Australia's Winter Olympians have celebrated in Beijing's Bird's Nest Stadium after a successful Games where they explored unknown medal-winning territory.
A 30-strong contingent appeared in high spirits as they marched around the stadium at Sunday's closing ceremony, led by the flag-bearing ski-cross veteran Sami Kennedy-Sim.
There was plenty to celebrate as they prepared to leave China with four medals - the most they've ever won at a single Winter Games.
Yet team chef de mission Geoff Lipshut reckoned it could have been even better after a few medal hopes also misfired and his farewell message was that "there's no reason we can't build on what what has happened here."
The Aussies finished 18th on the medal table, a distinct improvement on their 23rd position in PyeongChang.
Their haul was topped by gold by Jakara Anthony - the first medal by an Australian female moguls skier - and by the country's first sliding medal, a silver won out of the blue by Jackie Narracott.
The others came from Scotty James, silver in snowboard halfpipe, and 21-year-old Tess Coady, Australia's youngest female winter medallist with bronze in slopestyle snowboard.
"I said at the start that if we managed four medals that would be fantastic because that's unknown territory for an Australian team," Lipshut said as he looked back on a uniquely challenging Games.
"The fact that there is that disappointment, even though we set a new mark in the medal tally, speaks for how far we've come in our Winter Olympic sports programs."

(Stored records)
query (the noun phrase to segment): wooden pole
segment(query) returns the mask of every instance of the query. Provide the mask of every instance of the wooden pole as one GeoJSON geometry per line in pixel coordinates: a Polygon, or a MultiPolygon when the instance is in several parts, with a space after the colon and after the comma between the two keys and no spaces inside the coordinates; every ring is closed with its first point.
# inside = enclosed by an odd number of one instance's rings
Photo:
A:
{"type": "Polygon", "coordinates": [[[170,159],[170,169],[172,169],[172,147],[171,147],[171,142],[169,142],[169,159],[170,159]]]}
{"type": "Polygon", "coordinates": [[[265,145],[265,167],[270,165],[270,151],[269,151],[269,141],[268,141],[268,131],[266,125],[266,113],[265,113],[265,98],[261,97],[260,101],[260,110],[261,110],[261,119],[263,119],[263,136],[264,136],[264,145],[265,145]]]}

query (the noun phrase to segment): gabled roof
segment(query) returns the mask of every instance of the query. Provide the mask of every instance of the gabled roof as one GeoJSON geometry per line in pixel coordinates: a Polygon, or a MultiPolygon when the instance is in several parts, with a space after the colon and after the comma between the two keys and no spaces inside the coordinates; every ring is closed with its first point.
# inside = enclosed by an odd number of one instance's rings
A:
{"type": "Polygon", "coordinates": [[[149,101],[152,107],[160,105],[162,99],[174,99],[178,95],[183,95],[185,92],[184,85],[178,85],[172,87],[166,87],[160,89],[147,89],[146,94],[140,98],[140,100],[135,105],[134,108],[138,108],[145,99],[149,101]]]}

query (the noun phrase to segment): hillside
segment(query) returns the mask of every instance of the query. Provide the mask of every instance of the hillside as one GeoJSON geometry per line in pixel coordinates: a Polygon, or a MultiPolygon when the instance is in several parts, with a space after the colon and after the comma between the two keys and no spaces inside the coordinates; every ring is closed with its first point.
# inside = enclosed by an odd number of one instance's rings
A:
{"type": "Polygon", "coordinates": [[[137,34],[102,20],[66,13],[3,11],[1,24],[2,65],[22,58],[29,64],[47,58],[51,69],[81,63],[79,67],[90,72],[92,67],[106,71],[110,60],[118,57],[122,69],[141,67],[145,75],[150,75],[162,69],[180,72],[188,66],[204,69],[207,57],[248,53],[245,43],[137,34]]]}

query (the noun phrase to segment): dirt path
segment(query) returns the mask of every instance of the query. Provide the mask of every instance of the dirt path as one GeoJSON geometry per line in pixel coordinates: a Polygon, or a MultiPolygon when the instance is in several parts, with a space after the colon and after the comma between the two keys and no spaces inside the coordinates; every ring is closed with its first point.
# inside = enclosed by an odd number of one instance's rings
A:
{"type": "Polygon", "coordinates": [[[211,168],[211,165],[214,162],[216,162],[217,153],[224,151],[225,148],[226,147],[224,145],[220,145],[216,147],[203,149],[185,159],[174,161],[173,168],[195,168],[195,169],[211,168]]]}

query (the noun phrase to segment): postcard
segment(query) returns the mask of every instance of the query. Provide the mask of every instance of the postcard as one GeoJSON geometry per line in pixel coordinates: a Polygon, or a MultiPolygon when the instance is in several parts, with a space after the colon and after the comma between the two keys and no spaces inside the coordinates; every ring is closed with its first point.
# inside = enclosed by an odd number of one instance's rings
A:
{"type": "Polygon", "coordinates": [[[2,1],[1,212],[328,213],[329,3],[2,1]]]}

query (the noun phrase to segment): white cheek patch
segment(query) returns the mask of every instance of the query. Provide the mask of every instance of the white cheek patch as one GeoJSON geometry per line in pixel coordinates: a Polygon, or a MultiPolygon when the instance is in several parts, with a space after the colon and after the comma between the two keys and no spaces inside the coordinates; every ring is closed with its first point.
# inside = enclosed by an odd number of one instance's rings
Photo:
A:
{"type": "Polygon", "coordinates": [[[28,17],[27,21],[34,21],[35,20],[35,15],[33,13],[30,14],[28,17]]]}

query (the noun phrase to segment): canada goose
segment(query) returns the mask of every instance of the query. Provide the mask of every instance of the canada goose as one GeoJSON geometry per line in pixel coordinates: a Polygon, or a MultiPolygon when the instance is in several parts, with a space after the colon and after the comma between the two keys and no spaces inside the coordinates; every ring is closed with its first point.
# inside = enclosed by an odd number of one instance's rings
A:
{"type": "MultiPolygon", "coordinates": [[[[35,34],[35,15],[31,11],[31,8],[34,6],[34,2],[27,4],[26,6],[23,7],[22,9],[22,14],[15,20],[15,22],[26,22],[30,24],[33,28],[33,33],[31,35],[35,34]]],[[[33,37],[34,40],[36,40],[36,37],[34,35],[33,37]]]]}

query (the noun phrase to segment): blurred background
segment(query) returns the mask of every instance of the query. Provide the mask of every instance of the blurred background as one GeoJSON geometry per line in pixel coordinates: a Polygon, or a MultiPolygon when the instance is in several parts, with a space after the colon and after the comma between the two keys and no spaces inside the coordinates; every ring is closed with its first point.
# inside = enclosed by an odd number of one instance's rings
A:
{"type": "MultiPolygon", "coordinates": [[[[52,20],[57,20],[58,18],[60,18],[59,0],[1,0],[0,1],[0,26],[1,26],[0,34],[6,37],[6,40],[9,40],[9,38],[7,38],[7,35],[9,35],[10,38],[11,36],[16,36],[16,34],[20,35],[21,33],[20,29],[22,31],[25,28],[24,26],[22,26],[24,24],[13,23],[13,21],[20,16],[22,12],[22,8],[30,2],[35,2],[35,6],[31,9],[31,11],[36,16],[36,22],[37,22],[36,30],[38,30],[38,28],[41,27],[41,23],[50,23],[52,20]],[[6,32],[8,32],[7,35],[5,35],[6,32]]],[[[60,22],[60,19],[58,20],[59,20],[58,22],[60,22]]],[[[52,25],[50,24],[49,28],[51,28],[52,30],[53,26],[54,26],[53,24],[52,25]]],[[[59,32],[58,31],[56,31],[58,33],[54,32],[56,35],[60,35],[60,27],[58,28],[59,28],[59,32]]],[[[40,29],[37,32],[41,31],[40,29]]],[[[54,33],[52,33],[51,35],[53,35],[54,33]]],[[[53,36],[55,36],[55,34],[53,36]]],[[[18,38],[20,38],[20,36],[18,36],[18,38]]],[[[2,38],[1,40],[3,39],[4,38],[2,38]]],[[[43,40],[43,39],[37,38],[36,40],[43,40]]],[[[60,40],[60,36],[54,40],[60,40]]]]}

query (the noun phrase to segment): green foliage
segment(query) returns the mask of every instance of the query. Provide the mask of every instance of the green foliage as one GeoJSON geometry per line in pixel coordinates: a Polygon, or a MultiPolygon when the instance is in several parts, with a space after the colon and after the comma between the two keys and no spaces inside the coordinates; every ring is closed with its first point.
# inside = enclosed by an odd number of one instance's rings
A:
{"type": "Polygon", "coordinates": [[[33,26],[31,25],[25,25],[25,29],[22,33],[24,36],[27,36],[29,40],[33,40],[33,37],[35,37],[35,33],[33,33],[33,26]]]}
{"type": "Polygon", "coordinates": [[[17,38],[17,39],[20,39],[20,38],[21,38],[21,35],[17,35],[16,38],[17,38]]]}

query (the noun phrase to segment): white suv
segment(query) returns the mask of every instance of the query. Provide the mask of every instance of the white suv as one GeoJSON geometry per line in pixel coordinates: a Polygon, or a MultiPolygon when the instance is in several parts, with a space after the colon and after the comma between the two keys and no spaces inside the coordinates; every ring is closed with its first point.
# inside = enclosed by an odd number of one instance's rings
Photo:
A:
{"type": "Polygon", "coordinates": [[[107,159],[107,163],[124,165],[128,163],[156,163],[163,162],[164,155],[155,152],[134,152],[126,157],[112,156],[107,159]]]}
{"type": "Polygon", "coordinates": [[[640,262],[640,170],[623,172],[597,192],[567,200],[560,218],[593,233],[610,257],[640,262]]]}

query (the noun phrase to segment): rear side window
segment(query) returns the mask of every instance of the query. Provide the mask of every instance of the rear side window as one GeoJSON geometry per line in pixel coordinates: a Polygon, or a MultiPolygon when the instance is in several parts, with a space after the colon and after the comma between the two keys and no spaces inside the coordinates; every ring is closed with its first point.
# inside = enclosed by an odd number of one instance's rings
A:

List of tasks =
- A) Name each Australian athlete who won a medal, according to the Winter Olympics report.
- B) Resume the Winter Olympics report on Australia's Beijing team after its last sentence.
The stored records have nothing to do with the Winter Olympics report.

Exercise results =
- A) Jakara Anthony, Jackie Narracott, Scotty James, Tess Coady

- B)
In a Games held amid a pandemic and against the backdrop of potential conflict between Russia and Ukraine, the Australians were among a global cast of athletes who, more than anything, did their best to offer an uplifting message.
After a montage of pictures in the closing ceremony which included freestyle skiers Oleksandr Abramenko, of Ukraine, and Russian Ilia Burov embracing on the podium, IOC president Thomas Bach told the athletes: "You embraced each other, even if your countries are divided by conflict.
"You overcame these divisions, demonstrating that in this Olympic community we are all equal - regardless of what we look like, where we come from, or what we believe in.
"This unifying power of the Olympic Games is stronger than the forces that want to divide us: you give peace a chance.
"May the political leaders around the world be inspired by your example of solidarity and peace."